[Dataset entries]
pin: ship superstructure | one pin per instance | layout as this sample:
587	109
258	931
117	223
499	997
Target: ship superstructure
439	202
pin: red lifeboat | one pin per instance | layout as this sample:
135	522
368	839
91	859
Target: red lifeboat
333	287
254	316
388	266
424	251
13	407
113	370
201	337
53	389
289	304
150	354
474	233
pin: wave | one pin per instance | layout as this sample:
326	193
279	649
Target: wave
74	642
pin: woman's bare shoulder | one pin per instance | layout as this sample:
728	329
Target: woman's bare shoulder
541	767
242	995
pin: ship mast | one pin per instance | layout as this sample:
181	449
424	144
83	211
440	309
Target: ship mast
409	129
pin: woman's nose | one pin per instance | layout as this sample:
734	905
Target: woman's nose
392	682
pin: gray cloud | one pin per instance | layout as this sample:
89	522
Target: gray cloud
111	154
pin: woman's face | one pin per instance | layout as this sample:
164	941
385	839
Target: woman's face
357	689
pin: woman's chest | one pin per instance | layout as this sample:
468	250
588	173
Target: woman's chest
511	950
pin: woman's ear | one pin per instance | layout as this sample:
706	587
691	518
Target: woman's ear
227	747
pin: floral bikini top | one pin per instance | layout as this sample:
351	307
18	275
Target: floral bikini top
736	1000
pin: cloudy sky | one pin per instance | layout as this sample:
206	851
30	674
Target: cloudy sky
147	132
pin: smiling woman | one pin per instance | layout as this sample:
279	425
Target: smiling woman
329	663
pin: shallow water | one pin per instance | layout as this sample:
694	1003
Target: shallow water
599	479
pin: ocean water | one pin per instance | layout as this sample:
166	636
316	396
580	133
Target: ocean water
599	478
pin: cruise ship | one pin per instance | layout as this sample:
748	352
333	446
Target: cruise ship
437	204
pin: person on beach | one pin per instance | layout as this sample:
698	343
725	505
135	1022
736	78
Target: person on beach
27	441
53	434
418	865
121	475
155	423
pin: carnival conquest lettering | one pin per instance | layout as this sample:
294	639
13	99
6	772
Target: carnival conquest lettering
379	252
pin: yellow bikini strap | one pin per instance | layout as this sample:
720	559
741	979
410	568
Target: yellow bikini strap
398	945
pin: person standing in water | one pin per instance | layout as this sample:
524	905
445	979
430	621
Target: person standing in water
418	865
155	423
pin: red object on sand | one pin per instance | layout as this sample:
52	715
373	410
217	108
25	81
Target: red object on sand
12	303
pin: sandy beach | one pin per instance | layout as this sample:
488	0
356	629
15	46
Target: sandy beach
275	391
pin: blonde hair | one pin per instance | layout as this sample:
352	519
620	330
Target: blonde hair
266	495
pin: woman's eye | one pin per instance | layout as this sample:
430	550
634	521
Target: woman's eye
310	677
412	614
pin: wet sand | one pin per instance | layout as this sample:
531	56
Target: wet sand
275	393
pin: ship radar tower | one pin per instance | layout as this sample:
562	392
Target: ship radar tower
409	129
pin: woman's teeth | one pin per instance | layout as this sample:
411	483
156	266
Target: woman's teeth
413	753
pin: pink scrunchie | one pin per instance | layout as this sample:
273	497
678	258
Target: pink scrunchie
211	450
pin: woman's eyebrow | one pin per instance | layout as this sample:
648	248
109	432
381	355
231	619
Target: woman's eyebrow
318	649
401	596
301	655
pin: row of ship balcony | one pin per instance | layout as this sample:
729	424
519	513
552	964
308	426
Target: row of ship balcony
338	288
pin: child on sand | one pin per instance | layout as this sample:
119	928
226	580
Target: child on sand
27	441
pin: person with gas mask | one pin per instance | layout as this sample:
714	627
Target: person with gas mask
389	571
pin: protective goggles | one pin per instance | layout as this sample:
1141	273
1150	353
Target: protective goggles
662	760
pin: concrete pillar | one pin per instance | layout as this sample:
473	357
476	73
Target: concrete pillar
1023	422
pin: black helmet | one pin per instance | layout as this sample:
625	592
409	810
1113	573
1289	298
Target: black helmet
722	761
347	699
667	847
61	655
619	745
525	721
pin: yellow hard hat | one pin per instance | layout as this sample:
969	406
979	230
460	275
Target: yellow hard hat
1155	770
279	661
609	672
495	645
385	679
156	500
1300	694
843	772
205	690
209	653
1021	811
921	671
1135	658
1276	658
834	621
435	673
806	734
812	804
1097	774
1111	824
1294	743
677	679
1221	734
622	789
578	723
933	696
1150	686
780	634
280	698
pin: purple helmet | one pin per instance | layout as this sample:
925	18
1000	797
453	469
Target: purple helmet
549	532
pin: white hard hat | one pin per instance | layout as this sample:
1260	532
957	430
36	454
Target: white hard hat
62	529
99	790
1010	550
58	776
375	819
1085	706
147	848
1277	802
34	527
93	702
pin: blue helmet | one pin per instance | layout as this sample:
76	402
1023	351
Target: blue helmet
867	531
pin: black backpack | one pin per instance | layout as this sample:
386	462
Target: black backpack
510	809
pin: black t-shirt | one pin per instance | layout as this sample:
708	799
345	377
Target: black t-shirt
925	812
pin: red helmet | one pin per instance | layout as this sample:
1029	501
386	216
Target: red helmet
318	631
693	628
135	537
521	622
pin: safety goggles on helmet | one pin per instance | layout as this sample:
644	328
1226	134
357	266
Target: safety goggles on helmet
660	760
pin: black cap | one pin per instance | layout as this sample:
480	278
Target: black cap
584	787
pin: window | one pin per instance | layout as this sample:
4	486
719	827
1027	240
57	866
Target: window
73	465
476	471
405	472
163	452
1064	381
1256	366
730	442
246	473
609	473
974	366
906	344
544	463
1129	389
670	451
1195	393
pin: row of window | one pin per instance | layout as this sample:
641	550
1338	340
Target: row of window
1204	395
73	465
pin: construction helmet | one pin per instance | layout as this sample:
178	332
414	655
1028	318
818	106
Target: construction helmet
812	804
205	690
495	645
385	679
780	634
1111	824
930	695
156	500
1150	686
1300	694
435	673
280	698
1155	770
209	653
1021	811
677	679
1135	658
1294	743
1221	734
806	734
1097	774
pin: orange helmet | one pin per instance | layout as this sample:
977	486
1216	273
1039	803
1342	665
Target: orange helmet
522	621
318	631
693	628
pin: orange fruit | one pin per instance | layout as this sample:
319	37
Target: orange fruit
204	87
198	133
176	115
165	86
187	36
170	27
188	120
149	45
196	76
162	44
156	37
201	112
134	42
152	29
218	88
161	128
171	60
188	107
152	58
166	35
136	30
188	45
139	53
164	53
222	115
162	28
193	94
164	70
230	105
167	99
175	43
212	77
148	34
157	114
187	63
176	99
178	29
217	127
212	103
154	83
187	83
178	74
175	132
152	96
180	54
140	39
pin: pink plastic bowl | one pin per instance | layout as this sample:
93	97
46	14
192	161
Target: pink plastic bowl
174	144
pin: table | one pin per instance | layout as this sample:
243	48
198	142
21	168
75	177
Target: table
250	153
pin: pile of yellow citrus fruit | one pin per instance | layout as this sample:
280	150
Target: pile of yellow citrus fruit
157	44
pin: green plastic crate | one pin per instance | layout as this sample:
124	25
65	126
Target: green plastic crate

● **Set task**
Retype exactly, please, each line from the line that contains "pin: safety goggles" through the last line of the entries above, with nothing added.

● **Solution to the problem**
pin: safety goggles on helmet | one pin per instance | layout as this sample:
644	328
1226	134
357	266
Target: safety goggles on helmet
660	760
pin: black cap | one pin per instance | layout as this sample:
480	278
Target: black cap
584	787
pin: window | one pin per instance | layout as this sample:
4	486
719	827
1027	240
57	866
Target: window
73	465
476	471
405	472
163	452
1064	381
1256	366
730	442
246	473
609	473
974	366
906	344
544	463
1129	389
670	451
1195	393
pin: row of window | one pin per instance | layout as this sample:
641	550
1338	340
Target: row of window
1204	395
73	465
pin: construction helmet | one pin per instance | layout as this sample:
178	332
414	655
1028	318
818	106
Target: construction helmet
812	804
205	690
495	645
385	679
780	634
1111	824
930	695
156	500
1150	686
1300	694
435	673
280	698
1155	770
209	653
1021	811
677	679
1135	658
1294	743
1221	734
806	734
1097	774
pin: orange helmet | one pin per instance | layout as this sample:
977	486
1216	273
1039	803
1342	665
Target: orange helmet
522	621
318	631
693	628
pin: orange fruit | one pin per instance | layout as this sample:
319	37
Target: orange fruit
204	87
198	133
176	115
165	86
187	36
170	27
188	120
149	45
196	76
162	44
156	37
201	112
134	42
152	29
218	88
161	128
171	60
188	107
152	58
166	35
136	30
188	45
139	53
164	53
222	115
162	28
193	94
164	70
230	105
167	99
175	43
212	77
148	34
157	114
187	63
176	99
178	29
217	127
212	103
154	83
187	83
178	74
175	132
152	96
180	54
140	39
pin: pink plastic bowl | one pin per instance | layout as this sample:
93	97
46	14
192	161
Target: pink plastic bowl
174	144
pin: table | one pin per instance | layout as this sample:
243	48
198	142
21	168
75	177
Target: table
250	153
pin: pile of yellow citrus fruit | one pin per instance | layout as this sample:
280	150
Target: pile of yellow citrus fruit
157	44
pin: green plastic crate | one pin per instance | layout as this sample:
124	25
65	126
Target: green plastic crate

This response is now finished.